SOURCE TEXT start

Why has he never explained why he skipped his physical? Bush's records show he thought of "making flying a lifetime pursuit," but after the taxpayers spent $1 million training him to fly, he gets himself grounded. Explain that.

Two retired National Guard generals told the Boston Globe that "it was unheard of for a military aviator to miss an annual flight physical" and that regulations would have required an investigation of Bush's failure to show up for his physical.

"I did my duty. I was honorably discharged!" Bush proclaimed, as though that proves anything. Keep this in mind. Convicted D.C. sniper and serial killer John Muhammad served in the Louisiana National Guard from 1978 to 1985. He was twice court-martialed, once for striking an officer, another time for stealing. He was AWOL and spent time in the jail. Muhammad left the National Guard with an honorable discharge.

George W. brought this on himself with that shameless (and expensive for the taxpayers) aircraft landing stunt. He drew attention to his military record and deserves all the heat he's now feeling. It is refreshing to see many in the big, corporate media who were literally gushing over Bush's flight suit photo op finally asking the tough questions and giving George W.'s murky military service the attention it richly merited long ago.

George W. Bush was eager to send young men and women to die in Iraq for a war of choice. When he had a chance to fight, he chose to serve in the National Guard. He was lax, at best, in fulfilling his obligations there. His entire life reflects a pattern of privilege and protection from responsibility.

"We continue to build prosperity and economic security for our people!" We often hear that glowing exclamation from the president. What about the millions of jobs we've lost during his term? How's it feel to be the first president since Herbert Hoover to preside over a net loss of jobs during your term of office?

SOURCE TEXT end
ITEMS start

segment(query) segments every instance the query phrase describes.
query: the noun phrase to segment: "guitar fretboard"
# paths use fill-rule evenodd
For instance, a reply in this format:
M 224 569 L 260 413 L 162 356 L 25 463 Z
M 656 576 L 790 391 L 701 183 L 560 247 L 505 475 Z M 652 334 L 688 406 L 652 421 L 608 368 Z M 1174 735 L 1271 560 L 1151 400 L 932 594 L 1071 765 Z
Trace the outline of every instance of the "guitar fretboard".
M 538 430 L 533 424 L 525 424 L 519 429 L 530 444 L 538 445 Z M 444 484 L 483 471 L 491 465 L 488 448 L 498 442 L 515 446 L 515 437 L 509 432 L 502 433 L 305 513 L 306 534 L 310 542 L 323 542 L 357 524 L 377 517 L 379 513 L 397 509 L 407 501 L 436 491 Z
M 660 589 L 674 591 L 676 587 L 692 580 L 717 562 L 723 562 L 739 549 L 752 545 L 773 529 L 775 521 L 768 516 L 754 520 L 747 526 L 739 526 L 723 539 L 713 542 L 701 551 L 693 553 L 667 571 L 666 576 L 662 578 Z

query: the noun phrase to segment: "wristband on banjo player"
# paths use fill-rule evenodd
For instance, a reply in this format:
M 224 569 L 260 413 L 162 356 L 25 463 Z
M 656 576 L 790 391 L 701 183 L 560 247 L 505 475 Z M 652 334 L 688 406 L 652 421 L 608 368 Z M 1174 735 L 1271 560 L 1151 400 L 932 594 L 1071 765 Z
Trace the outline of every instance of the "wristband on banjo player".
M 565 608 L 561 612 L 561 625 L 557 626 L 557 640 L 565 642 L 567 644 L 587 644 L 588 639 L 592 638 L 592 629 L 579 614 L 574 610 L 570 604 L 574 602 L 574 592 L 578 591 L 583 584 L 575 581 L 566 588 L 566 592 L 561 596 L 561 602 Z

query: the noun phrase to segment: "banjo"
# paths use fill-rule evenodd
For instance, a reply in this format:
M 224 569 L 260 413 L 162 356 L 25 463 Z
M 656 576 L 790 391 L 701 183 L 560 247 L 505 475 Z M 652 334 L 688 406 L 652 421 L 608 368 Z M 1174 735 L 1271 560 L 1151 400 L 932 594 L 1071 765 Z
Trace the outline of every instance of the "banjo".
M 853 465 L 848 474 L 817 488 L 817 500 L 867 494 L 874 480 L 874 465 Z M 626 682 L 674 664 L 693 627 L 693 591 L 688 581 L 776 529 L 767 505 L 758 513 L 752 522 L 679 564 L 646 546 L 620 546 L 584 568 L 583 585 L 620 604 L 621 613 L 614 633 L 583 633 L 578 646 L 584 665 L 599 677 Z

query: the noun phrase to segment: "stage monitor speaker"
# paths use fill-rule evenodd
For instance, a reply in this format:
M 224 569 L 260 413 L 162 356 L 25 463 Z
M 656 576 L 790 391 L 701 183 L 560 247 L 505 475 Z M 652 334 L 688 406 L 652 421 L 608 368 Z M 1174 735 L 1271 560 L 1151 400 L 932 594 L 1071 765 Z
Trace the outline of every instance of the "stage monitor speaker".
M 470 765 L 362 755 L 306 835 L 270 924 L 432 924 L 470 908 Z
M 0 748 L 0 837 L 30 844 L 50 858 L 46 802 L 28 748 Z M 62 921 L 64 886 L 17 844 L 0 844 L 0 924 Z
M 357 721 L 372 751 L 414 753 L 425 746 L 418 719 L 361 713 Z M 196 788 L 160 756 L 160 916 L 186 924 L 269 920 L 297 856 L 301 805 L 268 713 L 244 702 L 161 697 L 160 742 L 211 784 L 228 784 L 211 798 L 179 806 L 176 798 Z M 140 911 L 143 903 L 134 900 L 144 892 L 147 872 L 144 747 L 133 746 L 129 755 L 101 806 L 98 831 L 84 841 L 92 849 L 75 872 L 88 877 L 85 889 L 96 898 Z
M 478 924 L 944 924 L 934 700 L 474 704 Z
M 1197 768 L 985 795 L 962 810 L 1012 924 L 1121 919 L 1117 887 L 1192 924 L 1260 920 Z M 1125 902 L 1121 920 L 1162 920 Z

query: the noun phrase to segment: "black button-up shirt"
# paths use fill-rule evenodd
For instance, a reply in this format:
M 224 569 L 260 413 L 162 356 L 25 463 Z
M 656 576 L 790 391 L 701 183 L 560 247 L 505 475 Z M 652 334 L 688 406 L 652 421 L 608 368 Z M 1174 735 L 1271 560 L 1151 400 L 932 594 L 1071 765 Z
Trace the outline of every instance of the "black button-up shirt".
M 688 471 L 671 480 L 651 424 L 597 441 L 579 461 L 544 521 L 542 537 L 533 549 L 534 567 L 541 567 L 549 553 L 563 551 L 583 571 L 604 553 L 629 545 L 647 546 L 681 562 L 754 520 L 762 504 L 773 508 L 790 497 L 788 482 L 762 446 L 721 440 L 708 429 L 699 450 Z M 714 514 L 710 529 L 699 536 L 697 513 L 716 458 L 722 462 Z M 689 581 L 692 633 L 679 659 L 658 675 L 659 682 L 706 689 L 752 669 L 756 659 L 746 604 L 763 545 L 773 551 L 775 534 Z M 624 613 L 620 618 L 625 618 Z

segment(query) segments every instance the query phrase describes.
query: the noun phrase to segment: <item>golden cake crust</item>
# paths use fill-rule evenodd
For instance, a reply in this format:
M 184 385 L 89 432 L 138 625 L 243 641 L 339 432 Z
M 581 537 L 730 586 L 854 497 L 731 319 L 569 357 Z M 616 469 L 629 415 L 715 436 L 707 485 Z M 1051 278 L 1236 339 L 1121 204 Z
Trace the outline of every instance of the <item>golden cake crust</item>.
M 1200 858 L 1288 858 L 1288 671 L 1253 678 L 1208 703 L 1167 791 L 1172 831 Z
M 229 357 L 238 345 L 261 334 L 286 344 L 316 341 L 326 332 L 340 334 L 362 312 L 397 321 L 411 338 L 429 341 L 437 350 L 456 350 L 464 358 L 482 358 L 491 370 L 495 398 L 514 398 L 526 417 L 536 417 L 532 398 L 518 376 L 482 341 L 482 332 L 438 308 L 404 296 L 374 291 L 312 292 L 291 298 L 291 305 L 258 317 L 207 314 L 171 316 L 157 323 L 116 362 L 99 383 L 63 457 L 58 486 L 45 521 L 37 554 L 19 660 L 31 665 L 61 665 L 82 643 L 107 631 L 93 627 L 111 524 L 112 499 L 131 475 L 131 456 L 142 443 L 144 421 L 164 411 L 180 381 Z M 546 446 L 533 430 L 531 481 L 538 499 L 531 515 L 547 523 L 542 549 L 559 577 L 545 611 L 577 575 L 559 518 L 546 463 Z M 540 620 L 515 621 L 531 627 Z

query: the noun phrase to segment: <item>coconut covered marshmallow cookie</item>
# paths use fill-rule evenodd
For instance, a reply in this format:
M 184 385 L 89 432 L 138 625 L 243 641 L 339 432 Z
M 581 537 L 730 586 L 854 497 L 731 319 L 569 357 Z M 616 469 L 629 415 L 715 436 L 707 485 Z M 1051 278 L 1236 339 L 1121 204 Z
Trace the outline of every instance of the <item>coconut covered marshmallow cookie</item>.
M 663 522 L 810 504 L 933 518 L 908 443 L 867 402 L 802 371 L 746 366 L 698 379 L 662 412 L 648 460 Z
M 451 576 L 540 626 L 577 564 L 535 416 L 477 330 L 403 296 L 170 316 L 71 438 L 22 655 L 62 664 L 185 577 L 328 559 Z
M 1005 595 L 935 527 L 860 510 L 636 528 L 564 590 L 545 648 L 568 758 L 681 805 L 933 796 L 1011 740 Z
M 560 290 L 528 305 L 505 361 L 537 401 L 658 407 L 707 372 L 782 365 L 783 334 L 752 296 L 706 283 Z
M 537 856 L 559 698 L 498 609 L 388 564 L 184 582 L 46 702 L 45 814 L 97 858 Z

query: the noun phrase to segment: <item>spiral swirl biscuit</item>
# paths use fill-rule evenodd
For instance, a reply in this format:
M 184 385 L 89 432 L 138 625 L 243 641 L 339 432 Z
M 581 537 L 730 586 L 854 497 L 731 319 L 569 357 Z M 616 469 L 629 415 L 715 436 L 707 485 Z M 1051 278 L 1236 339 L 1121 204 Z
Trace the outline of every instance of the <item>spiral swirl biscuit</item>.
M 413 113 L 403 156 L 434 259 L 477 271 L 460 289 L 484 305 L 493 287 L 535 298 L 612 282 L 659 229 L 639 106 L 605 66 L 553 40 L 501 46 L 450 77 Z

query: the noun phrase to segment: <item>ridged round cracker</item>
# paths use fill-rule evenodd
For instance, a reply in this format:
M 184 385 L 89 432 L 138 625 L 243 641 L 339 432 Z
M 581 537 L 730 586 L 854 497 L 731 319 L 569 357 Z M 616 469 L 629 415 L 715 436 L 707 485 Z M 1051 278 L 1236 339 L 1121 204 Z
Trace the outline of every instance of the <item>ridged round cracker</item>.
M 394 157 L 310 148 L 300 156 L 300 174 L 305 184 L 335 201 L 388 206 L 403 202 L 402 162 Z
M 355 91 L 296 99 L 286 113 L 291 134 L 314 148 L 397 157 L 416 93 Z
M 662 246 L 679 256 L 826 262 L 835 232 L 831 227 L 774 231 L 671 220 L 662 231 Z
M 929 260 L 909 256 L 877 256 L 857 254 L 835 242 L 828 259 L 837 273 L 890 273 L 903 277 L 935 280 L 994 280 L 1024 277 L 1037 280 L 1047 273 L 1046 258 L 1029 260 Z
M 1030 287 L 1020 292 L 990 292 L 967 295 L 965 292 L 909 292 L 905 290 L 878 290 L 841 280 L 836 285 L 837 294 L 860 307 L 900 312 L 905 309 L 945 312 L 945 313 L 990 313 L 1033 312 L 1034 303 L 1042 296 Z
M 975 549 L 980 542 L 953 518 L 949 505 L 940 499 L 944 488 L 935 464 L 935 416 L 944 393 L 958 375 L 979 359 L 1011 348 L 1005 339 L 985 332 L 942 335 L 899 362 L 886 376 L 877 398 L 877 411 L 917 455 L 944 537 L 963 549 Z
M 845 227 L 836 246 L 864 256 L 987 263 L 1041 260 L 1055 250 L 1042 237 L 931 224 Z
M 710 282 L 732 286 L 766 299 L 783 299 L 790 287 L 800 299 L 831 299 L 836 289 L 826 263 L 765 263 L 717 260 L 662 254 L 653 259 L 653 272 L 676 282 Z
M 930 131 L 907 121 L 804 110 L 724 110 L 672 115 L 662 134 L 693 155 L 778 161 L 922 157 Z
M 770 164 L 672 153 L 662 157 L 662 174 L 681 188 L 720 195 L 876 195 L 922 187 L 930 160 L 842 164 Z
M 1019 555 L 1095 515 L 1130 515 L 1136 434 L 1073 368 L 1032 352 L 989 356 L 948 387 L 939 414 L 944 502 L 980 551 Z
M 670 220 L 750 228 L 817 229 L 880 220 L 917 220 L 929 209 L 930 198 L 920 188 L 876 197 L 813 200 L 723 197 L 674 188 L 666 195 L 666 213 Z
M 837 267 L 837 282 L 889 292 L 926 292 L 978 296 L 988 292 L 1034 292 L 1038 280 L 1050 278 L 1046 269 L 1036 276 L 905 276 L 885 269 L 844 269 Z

ITEMS end

DIRECTION »
Please state whether each statement agrees with the passage on George W. Bush's military service, answering yes or no and quoting the deciding words: (a) John Muhammad served in the Louisiana National Guard from 1978 to 1985; (b) two retired National Guard generals spoke to the Washington Post; (c) taxpayers spent $2 million training Bush to fly. The items have no connection to the passage on George W. Bush's military service.

WRITTEN SOLUTION »
(a) Yes: "served in the Louisiana National Guard from 1978 to 1985"
(b) No: "Two retired National Guard generals told the Boston Globe"
(c) No: "the taxpayers spent $1 million training him to fly"